Judith Cladel, (March 25, 1873 – January 29, 1958) was a French playwright, novelist, biographer and journalist.

Life and career
Born and lived in Paris, she was a member of the jury of the prix Femina from 1916 to 1958. She began to write at a very young age, encouraged by her father, the novelist Léon Cladel. Her first work was the play Le Volant, performed at the Théâtre de l'Oeuvre in 1895 when she was 22 years old. Léon Cladel died when Judith was 19 years old. As her father's friend and her future lover, Edmond Picard predicted, Cladel was entrusted by her family with upkeeping his memory. Judith Cladel is the author of two biographical works about the life and work of her father. Her next biographies focused on the sculptor, Auguste Rodin. Her biography Rodin, sa vie glorieuse, sa vie inconnue is her best known work and was considered the authoritative biography of the sculptor for over 50 years. She played a key role in the founding of the Musée Rodin in 1916.

Works
 Le Volant: Pièce en trois actes, Paris, Alphonse Lemerre, 1895
 Les Confessions d’une amante, Paris, Mercure de France, 1905
 La Vie de Léon Cladel, Paris, Alphose Lemerre, 1905
 Auguste Rodin, l'homme et l'oeuvre, Bruxelles, Libr. Nat. d'Art et d'Histoire, 1908
 Portraits d'Hier--Maurice Rollinat, Paris, 1910
 Rodin, sa vie glorieuse, sa vie inconnue, Paris, Grasset, 1936
 Aristide Maillol: sa vie, son oeuvre, ses idées, Paris, Grasset, 1937
 Maître et discipline: Charles Baudelaires et Léon Cladel, Paris, Corrêa, 1951

See also
 Léonce Bénédite

References

Aron, Paul et Cécile Vanderpelen-Diagre, Edmond Picard: Un bourgeois socialiste belge à la fin du dix-neuvième siècle, Bruxelles: Musées royaux des Beaux-Arts de Belgique, 2013.

*Do this*
Please list every work in the Works section of the Judith Cladel article that was published in Paris.

*Records provided*
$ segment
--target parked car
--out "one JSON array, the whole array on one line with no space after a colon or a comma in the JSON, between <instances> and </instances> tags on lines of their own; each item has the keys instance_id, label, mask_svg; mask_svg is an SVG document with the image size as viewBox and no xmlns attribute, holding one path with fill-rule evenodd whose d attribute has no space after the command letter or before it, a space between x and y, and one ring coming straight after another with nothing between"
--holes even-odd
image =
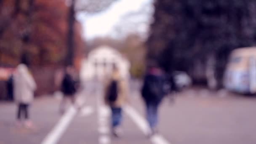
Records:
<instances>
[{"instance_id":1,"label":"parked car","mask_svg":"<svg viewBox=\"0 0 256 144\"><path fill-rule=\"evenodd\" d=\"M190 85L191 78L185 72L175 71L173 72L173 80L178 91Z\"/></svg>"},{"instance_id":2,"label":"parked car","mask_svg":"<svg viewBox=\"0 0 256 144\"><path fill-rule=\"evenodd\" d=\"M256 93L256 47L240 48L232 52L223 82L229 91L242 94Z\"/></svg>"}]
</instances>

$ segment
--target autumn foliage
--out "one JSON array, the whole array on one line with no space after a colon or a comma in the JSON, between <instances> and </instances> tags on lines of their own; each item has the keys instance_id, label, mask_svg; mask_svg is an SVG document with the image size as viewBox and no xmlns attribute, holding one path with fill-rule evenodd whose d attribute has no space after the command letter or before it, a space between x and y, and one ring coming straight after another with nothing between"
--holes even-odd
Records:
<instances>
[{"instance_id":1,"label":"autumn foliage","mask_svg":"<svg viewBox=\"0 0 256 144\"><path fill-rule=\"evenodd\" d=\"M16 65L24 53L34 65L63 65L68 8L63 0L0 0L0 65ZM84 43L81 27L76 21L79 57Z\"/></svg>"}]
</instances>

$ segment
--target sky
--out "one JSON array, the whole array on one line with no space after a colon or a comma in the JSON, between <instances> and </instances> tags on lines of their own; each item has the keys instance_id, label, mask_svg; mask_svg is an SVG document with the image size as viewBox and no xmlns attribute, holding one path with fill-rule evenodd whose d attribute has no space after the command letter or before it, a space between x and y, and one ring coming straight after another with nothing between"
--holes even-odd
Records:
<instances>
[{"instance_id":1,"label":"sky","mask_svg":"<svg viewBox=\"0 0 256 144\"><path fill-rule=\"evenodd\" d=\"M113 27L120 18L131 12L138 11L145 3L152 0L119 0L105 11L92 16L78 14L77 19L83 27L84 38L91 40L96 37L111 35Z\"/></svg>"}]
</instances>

*Complete answer*
Le Volant: Pièce en trois actes
Les Confessions d’une amante
La Vie de Léon Cladel
Portraits d'Hier--Maurice Rollinat
Rodin, sa vie glorieuse, sa vie inconnue
Aristide Maillol: sa vie, son oeuvre, ses idées
Maître et discipline: Charles Baudelaires et Léon Cladel